What is expected:
Please recast the records below as a JSON list of strings, with one string for each line and any blank lines left out.

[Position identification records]
---

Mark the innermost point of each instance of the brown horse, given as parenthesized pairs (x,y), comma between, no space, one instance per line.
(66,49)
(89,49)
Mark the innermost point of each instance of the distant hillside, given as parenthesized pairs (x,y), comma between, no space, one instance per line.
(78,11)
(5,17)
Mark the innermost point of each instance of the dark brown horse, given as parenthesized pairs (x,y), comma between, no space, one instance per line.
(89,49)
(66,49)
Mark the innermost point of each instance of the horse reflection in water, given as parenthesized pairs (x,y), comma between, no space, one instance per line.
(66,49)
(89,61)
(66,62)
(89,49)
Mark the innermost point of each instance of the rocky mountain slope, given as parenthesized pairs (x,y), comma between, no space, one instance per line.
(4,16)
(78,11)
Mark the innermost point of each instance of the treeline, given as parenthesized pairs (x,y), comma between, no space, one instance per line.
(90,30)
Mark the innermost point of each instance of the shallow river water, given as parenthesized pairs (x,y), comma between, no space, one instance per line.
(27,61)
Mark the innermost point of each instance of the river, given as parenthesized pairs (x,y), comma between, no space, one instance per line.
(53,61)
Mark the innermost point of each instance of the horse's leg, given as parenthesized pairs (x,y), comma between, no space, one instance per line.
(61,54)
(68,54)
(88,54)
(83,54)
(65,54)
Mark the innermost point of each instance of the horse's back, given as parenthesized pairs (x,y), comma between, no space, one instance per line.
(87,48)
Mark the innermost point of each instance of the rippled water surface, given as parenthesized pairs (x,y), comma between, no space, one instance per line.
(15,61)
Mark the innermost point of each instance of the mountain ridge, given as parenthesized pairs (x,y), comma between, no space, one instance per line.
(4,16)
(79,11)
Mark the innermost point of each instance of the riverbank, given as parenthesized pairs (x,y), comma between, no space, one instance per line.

---

Task solution:
[
  "Mark the innermost point of each instance of the brown horse, given as parenthesized pairs (x,y), comma between, no space, one instance per line.",
  "(66,49)",
  "(89,49)",
  "Mark the innermost point of each instance of the distant hillside, given as parenthesized pairs (x,y), comma between, no space, one instance per line.",
  "(78,11)",
  "(5,17)",
  "Mark the innermost point of each instance of the dark brown horse, given as parenthesized pairs (x,y), comma between, no space, one instance per line.",
  "(89,49)",
  "(66,49)",
  "Mark the innermost point of each instance of the horse reflection in water, given as parenthesized pairs (x,y), comma between, no space, one instance per line.",
  "(66,49)",
  "(89,61)",
  "(66,62)",
  "(89,49)",
  "Mark the innermost point of each instance of the rocky mountain slope, given as parenthesized pairs (x,y), comma between, no space, one instance per line.",
  "(4,16)",
  "(78,11)",
  "Mark the innermost point of each instance of the treeline, given as parenthesized pairs (x,y), comma between, no space, one instance per line.",
  "(90,30)",
  "Mark the innermost point of each instance of the shallow river water, given as parenthesized pairs (x,y), comma between, no space, one instance per line.",
  "(27,61)",
  "Mark the innermost point of each instance of the river, given as parenthesized pairs (x,y), comma between, no space, one instance per line.",
  "(53,61)",
  "Mark the innermost point of each instance of the horse's leg, given as parenthesized pairs (x,y), comma between, no space, one instance per line.",
  "(61,54)",
  "(68,54)",
  "(88,54)",
  "(83,54)",
  "(65,54)",
  "Mark the innermost point of each instance of the horse's back, given as parenthesized pairs (x,y), comma between, no space, one instance per line.",
  "(87,48)",
  "Mark the innermost point of each instance of the rippled water surface, given as parenthesized pairs (x,y), comma between, no space, one instance per line.",
  "(15,61)",
  "Mark the innermost point of each instance of the mountain ridge, given as parenthesized pairs (x,y), comma between, no space, one instance per line.",
  "(4,16)",
  "(79,11)",
  "Mark the innermost point of each instance of the riverbank, given as parenthesized pairs (x,y), comma between, no space, one instance per line."
]